> **Task goal**:
Transcribe the entries exactly; images are not part of the copy.

[Point localization data]
---*---
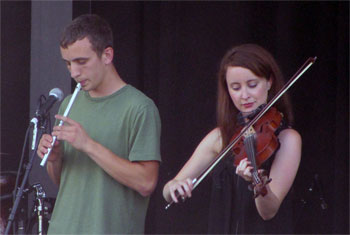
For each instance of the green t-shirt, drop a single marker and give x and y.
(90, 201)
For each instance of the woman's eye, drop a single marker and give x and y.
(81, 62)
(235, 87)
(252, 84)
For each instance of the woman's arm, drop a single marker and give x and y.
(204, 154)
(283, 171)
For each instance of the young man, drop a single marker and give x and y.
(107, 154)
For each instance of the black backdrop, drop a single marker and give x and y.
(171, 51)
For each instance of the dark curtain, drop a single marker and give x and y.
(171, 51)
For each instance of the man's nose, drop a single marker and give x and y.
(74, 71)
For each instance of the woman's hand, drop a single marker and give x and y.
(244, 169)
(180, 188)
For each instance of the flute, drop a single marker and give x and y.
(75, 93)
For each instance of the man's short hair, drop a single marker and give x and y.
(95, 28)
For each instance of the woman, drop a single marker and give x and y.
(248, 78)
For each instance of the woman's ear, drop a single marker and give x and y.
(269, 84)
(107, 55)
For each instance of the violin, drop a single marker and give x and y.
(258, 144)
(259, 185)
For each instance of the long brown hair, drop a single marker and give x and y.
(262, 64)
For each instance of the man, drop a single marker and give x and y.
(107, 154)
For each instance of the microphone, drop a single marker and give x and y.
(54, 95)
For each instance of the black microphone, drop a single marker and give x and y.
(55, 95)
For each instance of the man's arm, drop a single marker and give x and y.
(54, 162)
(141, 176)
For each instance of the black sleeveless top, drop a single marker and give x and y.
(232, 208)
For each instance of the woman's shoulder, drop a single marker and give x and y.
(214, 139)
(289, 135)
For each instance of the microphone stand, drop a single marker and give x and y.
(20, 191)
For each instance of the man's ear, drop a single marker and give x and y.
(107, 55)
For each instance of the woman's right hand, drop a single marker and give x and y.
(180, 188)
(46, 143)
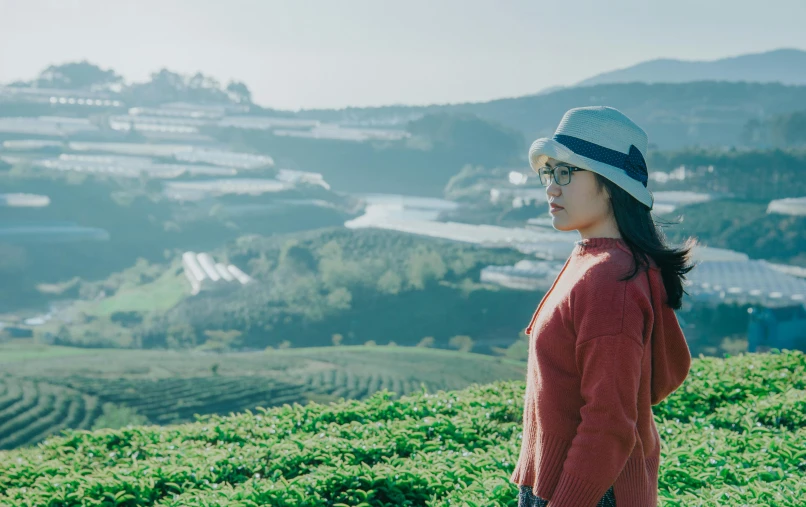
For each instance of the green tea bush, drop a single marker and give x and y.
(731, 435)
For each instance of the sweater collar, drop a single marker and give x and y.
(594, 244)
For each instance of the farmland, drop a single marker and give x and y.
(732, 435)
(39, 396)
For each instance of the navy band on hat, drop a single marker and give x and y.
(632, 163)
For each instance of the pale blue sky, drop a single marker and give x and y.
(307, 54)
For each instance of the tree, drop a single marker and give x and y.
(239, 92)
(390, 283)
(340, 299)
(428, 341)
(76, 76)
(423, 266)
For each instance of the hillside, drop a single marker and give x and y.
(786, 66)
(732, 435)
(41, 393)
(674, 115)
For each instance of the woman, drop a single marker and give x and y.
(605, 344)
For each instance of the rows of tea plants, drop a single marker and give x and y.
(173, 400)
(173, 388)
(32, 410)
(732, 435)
---*---
> **Answer to the problem**:
For each instance of the green t-shirt, drop a single marker and give x and y.
(90, 201)
For each instance of the woman's eye, drop a single marker and give x and y.
(81, 62)
(235, 87)
(252, 84)
For each instance of the woman's arm, drop a single marker and give x and y.
(204, 154)
(283, 171)
For each instance of the young man, drop a single marker and give x and y.
(107, 154)
For each instance of the black backdrop, drop a single marker and give x and y.
(171, 51)
For each instance of the dark curtain, drop a single marker and give x and y.
(171, 51)
For each instance of the man's nose, drop a single marker and give x and y.
(74, 71)
For each instance of the woman's hand, drop a single marker and give x and y.
(244, 169)
(180, 188)
For each instance of the flute, drop a single marker and give x and y.
(75, 93)
For each instance of the man's short hair, drop a single marker and give x and y.
(95, 28)
For each instance of the woman, drop a single marker and give x and y.
(248, 78)
For each instance of the woman's ear, drop a single marker and give x and y.
(269, 84)
(107, 55)
For each instance of the violin, drop a single marker and give x and y.
(258, 144)
(259, 185)
For each instance of the long brown hair, drop a single marker and give x and y.
(262, 64)
For each instance of the man, drop a single marker and give x and y.
(107, 154)
For each instance of the microphone, drop a single marker and give x and y.
(54, 95)
For each instance of the black microphone, drop a single marker and give x and y.
(55, 95)
For each instance of the man's arm, drop a single marker and give x and y.
(54, 162)
(141, 176)
For each instance of the black sleeveless top, drop a single marker and give x and y.
(232, 208)
For each instance of the woman's shoulder, drop a single marker and give x and y.
(214, 139)
(289, 135)
For each instance of the microphone stand, drop a single marker and give x and y.
(20, 191)
For each instance of the man's ear, drop a single marker and give x and y.
(107, 55)
For each instance of the woman's right hand, drop a single marker and give x and y.
(180, 188)
(46, 143)
For each instance of the green tea bush, drop a single marker and give x and y.
(731, 435)
For each instance of the sweater collar, drop a single marker and give x and y.
(594, 244)
For each instance of the farmland, drop a single marker and give x and y.
(732, 435)
(39, 396)
For each instance of the navy band on hat, drop a single marker and give x and y.
(632, 163)
For each instance of the pale blue sky, drop a single marker and give x and y.
(307, 54)
For each instance of the tree, drop a single marker and give x and y.
(239, 92)
(390, 283)
(340, 299)
(428, 341)
(76, 76)
(423, 266)
For each instance of the hillside, drop a single marker and give x and y.
(786, 66)
(732, 435)
(41, 393)
(674, 115)
For each instance of the woman, drop a single marker and give x and y.
(605, 344)
For each instance of the rows of tea plants, drop a single marker and give x and y.
(173, 400)
(173, 388)
(32, 410)
(732, 435)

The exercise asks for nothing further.